● **Items from a labeling collection**:

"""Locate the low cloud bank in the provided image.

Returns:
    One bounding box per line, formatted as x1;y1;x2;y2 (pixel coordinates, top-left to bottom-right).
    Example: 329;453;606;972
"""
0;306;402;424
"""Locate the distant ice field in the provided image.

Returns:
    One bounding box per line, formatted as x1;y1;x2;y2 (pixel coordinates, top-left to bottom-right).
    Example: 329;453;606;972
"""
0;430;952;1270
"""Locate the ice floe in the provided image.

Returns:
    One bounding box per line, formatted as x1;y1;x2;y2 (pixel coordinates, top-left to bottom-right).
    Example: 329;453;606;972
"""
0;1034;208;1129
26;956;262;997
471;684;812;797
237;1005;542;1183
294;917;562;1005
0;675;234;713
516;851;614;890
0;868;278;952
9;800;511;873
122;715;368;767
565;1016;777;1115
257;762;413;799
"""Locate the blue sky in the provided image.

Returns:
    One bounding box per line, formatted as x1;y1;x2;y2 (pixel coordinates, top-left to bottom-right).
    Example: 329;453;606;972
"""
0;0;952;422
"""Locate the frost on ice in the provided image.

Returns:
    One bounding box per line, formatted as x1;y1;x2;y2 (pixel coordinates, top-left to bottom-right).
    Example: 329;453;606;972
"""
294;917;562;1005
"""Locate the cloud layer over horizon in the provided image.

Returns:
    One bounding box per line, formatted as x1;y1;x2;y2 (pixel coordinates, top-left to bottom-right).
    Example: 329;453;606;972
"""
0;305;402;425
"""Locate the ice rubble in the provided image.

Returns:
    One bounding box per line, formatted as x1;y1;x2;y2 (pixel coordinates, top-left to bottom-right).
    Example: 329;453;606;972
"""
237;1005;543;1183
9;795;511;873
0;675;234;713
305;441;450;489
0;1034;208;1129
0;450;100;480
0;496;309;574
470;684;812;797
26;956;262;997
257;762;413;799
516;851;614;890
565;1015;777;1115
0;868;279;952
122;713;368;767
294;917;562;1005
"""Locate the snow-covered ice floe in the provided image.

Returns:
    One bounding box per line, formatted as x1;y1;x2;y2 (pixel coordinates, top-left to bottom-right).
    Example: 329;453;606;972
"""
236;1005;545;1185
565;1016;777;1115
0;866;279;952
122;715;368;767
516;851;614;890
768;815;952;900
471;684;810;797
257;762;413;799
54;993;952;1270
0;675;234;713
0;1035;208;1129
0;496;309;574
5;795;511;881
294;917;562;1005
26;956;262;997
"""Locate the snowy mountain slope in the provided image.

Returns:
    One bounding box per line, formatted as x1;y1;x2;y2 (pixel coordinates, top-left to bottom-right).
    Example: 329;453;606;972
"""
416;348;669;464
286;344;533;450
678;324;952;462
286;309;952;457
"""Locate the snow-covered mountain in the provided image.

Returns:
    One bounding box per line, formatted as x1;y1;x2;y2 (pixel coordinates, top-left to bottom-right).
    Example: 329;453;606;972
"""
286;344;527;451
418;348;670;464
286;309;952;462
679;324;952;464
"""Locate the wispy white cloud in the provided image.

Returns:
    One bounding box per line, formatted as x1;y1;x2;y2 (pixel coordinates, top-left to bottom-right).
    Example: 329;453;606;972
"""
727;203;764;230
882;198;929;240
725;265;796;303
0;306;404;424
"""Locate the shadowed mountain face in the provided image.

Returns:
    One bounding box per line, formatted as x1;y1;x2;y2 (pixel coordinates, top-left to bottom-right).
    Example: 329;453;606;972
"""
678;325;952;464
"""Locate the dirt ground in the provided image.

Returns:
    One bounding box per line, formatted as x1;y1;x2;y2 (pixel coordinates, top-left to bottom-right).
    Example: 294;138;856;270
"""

● **THE PROBLEM**: Transcribe all of the items above, reproducing every line without alteration.

● **THE RESPONSE**:
"""Locate the low cloud bank in the provided image.

Returns:
    One bounding box per line, formatted as x1;y1;x2;y2 (pixel coordinates, top-left to bottom-right).
    Example: 329;453;606;972
"""
0;306;402;424
"""Locate the distant ice field in the provided image.

Returns:
    One bounding box per line, formatted as x1;y1;x2;y2 (pixel coordinates, top-left to bottom-right).
    Example: 329;453;606;972
"""
0;430;952;1270
"""Locate the ice floe in the provided image.

Returns:
    One bounding box per line, formatted as x1;y1;x2;y2 (pixel coordinates, top-left to bottom-right).
    Example: 329;453;606;972
"""
0;1034;208;1129
26;956;262;997
471;684;812;797
237;1005;542;1183
294;917;562;1005
0;675;234;713
516;851;614;890
0;868;278;952
9;800;511;873
122;715;368;767
565;1016;777;1115
257;762;413;799
"""Locate the blue sky in the provided image.

Returns:
    One bounding box per line, formatted as x1;y1;x2;y2 (pixel coordinates, top-left to bottom-right).
    Example: 329;453;606;972
"""
0;0;952;422
"""Locate the frost on ice in the provided image.

Returns:
    One bounding box per line, formatted as x1;y1;x2;y2 (pixel coordinates, top-left to bottom-right).
    Example: 329;453;606;972
"""
294;917;562;1005
"""Locate the cloud layer over horizon in the provided image.

Returns:
    One bounding box per line, formatted as x1;y1;x2;y2 (pixel coordinates, top-left to bottom-right).
    Example: 329;453;606;972
"""
0;305;402;425
"""Locate the ice rubble in the provided image.

Returns:
    One bounding box per line, formatted as x1;y1;x2;y2 (pixel coordinates, top-left to bottom-right).
    Example: 329;453;606;972
"""
237;1005;543;1183
9;795;511;873
0;675;234;713
305;441;450;489
0;1034;208;1129
0;450;100;480
0;496;309;574
470;684;812;797
26;956;262;997
257;762;413;799
516;851;614;890
565;1015;777;1115
0;868;279;952
122;713;368;767
294;917;562;1005
"""Locate the snow-covered ice floe in the provided image.

Returns:
    One bounding box per line, formatted as x1;y1;x2;y2 (pixel coordinates, top-left to bottom-right).
    Example: 329;453;606;972
"""
236;1005;545;1185
565;1016;777;1115
0;866;279;952
122;715;368;767
516;851;614;890
768;815;952;900
471;684;810;797
257;762;413;799
54;993;952;1270
0;675;234;713
0;1035;208;1129
0;496;309;574
5;795;511;881
294;917;562;1005
26;956;262;997
"""Locate the snowy mountain slope in the provided image.

Returns:
    One bounding box per line, formatted as x1;y1;x2;y2 (pixel coordinates, top-left to bottom-right).
    Example: 329;453;606;972
"""
416;348;669;464
286;344;533;450
678;324;952;462
286;309;952;457
"""Locate the snow-covered mountain in the provided image.

Returns:
    One bounding box per line, formatted as x1;y1;x2;y2 (pixel coordinates, top-left to bottom-right).
    Example: 329;453;606;972
"""
286;344;527;451
418;348;670;464
286;309;952;462
679;324;952;464
"""Locate the wispy white cloud in the provided image.

Returns:
    One bounding box per line, formatted as x1;y1;x2;y2 (pixel coordinates, top-left to bottom-right).
    Example: 329;453;606;972
"""
727;203;764;230
882;198;929;240
725;265;796;303
0;306;404;424
"""Locate the shadowed mountain face in the provided image.

Returns:
    One bounding box per line, formatted as x1;y1;x2;y2 (pixel coordinates, top-left to bottom-right).
    Example: 329;453;606;972
"""
678;325;952;464
"""Locate the dirt ground in the provided image.

Returns:
    One bounding box per line, formatted as x1;y1;x2;y2 (pixel coordinates, top-left to bottom-right).
    Example: 294;138;856;270
"""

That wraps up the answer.